What you write must match exactly the lines from the one with "For every instance of the conical" through the last line of the material below.
---- Recorded information
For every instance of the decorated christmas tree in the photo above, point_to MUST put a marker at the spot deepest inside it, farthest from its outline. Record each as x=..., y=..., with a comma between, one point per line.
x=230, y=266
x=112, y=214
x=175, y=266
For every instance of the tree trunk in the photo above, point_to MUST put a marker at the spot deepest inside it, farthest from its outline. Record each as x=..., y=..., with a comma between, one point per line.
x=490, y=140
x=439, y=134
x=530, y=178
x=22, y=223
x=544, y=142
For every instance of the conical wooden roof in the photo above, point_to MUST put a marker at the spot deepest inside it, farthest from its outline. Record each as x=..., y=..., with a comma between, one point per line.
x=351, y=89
--------
• Task response:
For every instance of the conical wooden roof in the photo above, point_to MUST put a marker at the spot deepest inside it, farthest from its outline. Record each as x=..., y=..., with a comma between, one point per line.
x=351, y=89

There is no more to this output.